> [WHAT IS NEEDED]:
Starting at the first line of the records and ending at the line that contains "152], [1, 157]]]", render only those lines as a numbered list, skipping any blank lines.

> [DATASET CONTENT]:
※ ※ ※
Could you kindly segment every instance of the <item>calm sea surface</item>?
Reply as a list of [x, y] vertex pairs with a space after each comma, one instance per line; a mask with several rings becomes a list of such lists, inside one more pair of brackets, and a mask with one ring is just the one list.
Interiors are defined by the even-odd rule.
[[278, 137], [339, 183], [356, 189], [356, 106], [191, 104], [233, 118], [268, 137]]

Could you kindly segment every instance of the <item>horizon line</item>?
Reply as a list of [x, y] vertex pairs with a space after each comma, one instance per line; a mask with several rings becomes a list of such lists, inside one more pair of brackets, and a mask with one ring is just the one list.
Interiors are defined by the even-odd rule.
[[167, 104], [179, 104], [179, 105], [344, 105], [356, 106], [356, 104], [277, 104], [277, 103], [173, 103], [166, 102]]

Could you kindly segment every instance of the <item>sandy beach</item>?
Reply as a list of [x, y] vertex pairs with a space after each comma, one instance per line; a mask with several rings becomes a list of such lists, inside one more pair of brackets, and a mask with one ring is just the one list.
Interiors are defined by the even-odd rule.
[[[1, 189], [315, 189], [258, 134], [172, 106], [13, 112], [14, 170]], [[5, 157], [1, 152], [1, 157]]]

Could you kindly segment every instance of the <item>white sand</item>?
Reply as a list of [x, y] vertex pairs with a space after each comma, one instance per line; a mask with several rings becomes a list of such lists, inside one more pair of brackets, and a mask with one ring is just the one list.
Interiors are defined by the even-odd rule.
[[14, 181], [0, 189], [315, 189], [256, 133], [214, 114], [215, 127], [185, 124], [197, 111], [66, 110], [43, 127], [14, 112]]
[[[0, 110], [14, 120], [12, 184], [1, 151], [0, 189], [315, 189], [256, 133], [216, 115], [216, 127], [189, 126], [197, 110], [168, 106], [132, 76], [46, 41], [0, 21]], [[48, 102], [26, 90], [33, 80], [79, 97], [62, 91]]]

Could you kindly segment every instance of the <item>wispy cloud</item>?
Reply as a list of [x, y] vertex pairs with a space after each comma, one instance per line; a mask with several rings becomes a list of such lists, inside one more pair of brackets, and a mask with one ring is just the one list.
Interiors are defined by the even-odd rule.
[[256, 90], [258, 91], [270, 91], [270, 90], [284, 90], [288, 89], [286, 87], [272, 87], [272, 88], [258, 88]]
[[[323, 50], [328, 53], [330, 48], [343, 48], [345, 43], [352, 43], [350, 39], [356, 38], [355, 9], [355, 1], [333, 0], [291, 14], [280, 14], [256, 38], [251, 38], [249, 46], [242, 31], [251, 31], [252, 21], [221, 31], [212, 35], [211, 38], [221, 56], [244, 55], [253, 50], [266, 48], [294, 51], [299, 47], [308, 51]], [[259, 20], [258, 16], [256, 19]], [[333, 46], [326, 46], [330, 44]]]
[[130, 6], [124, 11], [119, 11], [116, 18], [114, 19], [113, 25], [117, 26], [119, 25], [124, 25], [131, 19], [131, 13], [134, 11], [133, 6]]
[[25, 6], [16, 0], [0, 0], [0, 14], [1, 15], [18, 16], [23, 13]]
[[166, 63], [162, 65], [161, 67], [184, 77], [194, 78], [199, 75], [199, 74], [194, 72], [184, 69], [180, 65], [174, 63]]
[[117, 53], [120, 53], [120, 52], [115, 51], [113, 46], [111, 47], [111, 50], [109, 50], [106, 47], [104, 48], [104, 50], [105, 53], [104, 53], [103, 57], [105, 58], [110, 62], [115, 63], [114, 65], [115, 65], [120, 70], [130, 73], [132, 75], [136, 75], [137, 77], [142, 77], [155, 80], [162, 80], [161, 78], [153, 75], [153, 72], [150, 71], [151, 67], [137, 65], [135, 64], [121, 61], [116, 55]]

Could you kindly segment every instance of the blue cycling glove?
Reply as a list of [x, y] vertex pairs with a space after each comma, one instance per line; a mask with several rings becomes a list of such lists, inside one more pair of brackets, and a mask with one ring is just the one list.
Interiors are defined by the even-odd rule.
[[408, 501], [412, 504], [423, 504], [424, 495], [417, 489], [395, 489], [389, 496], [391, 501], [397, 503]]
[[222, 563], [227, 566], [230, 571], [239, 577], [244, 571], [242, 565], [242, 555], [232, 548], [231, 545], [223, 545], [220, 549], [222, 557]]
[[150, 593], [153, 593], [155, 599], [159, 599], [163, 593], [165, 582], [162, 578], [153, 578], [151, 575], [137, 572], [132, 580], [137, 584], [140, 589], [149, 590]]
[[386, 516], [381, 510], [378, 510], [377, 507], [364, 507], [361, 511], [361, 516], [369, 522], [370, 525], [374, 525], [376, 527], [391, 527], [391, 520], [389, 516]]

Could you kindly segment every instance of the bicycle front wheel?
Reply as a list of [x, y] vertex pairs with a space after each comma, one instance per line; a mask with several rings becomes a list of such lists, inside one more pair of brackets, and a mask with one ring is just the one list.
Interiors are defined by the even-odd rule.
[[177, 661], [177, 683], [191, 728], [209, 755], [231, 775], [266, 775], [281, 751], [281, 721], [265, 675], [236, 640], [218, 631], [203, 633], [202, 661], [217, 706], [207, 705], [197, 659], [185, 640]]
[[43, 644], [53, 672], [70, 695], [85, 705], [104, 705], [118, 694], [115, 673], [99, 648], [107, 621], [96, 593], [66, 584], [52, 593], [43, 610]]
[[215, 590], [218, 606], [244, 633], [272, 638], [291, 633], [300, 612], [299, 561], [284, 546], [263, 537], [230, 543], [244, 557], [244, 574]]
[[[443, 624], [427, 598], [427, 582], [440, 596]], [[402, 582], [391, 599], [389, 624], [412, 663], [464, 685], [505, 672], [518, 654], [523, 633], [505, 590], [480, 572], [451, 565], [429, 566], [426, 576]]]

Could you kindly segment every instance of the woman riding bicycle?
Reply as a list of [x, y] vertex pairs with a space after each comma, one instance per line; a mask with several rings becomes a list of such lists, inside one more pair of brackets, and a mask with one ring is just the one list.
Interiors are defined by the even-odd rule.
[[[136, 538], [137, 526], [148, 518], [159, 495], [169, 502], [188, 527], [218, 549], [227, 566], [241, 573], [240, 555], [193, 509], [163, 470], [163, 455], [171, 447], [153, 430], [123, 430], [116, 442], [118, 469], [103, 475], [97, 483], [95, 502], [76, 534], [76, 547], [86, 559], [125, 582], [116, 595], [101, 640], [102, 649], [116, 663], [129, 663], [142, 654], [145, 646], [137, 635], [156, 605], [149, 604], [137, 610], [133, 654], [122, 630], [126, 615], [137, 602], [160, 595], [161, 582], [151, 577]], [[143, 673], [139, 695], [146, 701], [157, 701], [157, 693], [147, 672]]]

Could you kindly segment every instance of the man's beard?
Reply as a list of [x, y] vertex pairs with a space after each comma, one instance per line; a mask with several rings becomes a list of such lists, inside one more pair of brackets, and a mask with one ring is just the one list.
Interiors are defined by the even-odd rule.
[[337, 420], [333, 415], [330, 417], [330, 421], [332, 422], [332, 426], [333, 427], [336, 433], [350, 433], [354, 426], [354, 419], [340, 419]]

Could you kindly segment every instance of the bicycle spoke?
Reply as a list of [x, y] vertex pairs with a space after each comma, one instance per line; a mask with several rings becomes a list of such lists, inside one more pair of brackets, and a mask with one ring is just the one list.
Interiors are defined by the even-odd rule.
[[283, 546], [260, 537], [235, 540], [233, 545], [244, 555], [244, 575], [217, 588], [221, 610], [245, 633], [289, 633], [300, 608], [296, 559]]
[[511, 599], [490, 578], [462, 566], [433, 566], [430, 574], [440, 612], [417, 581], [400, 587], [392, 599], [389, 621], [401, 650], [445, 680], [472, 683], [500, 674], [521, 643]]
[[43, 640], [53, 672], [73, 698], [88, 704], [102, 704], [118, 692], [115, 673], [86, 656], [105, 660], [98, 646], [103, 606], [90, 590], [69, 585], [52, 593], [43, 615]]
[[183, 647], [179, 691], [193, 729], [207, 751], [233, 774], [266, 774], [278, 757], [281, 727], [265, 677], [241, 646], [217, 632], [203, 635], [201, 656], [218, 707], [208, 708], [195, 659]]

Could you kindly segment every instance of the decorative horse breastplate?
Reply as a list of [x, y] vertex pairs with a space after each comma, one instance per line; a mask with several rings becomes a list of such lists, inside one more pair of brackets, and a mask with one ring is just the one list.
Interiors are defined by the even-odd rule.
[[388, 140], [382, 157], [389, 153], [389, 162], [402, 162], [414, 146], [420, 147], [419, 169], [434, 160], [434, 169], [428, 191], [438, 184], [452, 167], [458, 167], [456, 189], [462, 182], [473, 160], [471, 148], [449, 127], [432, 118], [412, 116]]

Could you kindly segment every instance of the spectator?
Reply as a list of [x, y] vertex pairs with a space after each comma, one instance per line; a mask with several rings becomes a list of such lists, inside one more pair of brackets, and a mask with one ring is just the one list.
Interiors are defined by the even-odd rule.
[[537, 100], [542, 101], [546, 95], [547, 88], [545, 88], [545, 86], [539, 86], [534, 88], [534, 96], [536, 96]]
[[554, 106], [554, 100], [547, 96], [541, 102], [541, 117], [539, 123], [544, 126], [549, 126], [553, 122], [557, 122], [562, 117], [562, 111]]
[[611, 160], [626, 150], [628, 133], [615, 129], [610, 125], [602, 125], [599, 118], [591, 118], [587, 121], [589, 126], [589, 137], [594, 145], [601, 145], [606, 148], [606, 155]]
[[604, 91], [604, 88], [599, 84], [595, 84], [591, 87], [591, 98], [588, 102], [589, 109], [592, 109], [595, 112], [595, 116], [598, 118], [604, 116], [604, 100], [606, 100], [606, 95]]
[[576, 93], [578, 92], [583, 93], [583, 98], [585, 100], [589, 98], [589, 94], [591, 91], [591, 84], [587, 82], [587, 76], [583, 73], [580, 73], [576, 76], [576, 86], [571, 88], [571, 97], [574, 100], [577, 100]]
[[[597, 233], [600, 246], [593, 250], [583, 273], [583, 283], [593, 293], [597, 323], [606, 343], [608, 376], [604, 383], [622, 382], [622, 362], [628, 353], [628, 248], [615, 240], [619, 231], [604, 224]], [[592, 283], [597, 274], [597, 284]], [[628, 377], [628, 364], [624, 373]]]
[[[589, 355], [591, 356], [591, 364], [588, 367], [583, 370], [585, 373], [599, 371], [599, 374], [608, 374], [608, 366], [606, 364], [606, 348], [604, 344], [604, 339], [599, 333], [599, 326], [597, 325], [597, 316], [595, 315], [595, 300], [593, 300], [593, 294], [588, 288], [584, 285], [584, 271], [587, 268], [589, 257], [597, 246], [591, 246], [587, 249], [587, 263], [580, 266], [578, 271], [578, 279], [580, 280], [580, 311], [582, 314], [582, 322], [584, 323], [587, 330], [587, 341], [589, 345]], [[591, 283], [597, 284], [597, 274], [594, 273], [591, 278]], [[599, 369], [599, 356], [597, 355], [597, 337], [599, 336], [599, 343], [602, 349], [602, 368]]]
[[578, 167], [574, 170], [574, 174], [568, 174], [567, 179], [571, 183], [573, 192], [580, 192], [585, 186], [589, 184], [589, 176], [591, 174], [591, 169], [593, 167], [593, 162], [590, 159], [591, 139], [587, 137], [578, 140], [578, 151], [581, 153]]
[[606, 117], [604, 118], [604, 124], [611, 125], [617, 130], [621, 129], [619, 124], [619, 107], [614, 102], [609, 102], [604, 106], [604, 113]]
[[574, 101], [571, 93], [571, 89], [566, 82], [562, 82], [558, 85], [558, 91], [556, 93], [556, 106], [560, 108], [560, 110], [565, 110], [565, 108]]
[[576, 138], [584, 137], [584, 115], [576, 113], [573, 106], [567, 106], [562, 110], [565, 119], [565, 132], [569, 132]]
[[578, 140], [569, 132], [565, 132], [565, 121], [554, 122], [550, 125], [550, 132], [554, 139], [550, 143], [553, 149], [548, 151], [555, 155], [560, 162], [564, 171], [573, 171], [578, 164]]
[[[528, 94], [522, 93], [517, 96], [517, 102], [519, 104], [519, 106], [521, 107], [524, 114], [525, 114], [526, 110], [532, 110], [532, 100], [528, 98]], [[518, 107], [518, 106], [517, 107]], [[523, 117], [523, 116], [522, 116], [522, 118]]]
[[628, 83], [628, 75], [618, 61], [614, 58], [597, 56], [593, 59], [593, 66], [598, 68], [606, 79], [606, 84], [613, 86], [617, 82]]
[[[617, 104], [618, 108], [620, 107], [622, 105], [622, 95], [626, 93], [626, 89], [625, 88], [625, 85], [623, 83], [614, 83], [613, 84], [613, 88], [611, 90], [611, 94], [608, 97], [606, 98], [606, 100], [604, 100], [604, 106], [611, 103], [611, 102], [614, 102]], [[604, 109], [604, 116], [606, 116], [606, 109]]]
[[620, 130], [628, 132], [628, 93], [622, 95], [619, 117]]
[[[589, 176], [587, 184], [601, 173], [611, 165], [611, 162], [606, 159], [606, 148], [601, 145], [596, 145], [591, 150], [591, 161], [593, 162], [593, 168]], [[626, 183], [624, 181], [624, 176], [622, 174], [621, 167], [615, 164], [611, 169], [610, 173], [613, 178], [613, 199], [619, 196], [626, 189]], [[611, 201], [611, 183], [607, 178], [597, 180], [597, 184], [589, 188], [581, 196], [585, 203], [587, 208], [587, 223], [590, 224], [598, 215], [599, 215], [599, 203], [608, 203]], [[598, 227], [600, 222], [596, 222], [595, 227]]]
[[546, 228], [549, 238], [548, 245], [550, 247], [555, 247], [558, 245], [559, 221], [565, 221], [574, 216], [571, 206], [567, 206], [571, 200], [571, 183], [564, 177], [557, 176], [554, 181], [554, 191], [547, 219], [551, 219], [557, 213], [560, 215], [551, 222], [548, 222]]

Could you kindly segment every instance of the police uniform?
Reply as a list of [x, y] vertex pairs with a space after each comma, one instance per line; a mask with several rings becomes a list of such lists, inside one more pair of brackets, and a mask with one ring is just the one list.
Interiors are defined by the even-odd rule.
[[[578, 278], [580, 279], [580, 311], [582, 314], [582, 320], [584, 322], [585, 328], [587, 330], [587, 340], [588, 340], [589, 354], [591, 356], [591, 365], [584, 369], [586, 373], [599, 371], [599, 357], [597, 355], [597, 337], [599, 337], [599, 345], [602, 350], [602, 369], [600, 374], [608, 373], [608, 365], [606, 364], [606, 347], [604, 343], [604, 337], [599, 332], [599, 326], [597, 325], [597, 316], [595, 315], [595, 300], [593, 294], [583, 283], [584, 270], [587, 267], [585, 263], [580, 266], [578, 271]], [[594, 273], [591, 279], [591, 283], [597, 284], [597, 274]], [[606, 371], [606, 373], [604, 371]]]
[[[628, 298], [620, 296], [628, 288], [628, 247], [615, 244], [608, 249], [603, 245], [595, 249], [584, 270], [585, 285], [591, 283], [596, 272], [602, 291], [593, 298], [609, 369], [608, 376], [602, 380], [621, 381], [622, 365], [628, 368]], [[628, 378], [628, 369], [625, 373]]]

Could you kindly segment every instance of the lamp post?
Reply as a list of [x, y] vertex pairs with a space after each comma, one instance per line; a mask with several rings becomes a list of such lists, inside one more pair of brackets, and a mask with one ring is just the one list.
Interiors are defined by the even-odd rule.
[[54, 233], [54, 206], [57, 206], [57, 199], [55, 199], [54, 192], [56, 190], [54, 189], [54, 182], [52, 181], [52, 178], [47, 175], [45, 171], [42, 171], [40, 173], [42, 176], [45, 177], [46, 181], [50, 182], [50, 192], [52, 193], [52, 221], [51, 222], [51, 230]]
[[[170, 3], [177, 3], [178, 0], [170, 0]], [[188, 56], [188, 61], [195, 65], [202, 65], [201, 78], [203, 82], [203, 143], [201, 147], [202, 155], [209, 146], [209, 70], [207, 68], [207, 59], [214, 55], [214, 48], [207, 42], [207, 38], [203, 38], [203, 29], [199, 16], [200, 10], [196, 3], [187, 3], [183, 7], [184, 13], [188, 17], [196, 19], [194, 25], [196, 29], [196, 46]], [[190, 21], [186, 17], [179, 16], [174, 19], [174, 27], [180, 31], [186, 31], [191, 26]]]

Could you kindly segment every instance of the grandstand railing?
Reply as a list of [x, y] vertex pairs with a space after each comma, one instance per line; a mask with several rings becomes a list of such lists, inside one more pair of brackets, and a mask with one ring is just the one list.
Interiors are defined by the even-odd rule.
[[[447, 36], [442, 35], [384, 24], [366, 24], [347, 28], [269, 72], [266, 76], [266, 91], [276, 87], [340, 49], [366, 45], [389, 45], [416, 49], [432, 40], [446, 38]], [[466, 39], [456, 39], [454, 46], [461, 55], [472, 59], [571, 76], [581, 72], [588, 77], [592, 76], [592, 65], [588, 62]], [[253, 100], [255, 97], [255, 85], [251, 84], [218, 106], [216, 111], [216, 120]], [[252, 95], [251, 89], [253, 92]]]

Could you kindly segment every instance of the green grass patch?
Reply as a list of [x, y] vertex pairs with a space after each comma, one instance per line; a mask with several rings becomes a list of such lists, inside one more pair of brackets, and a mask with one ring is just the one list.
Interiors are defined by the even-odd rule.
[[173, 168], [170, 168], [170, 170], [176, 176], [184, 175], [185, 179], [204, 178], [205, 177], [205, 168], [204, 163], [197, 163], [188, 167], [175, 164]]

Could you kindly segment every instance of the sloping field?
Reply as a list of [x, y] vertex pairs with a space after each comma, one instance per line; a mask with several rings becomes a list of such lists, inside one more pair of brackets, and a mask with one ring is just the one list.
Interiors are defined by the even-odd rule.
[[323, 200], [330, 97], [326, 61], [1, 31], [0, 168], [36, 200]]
※ ※ ※
> [RESULT OF THIS EXERCISE]:
1. Could you kindly segment every instance of the <item>calm sea surface</item>?
2. Reply as a list of [x, y] vertex pairs with a space after each comma, one instance per line; a mask with several rings becomes a list of such lists, inside one more pair of brackets, and a mask with one ring is just the one list.
3. Interiors are defined by the even-odd rule.
4. [[278, 137], [339, 183], [356, 189], [356, 106], [191, 104], [233, 118], [268, 137]]
5. Could you kindly segment every instance of the <item>horizon line</item>?
6. Reply as a list of [x, y] vertex pairs with a space after each comma, one instance per line; a mask with several rings becomes a list of such lists, inside one more pair of brackets, and a mask with one ring is just the one list.
7. Interiors are defined by the even-odd rule.
8. [[167, 104], [179, 104], [179, 105], [344, 105], [356, 106], [356, 104], [277, 104], [277, 103], [173, 103], [166, 102]]
9. Could you kindly segment every instance of the <item>sandy beach</item>?
10. Reply as a list of [x, y] vertex pairs with a space after each comma, one instance per line; a mask with several rings becomes a list of such lists, inside one more pair of brackets, and a mask with one ring is just the one list.
11. Interiors are defined by the even-odd rule.
12. [[[1, 189], [315, 189], [258, 134], [172, 106], [13, 112], [14, 170]], [[5, 157], [1, 152], [1, 157]]]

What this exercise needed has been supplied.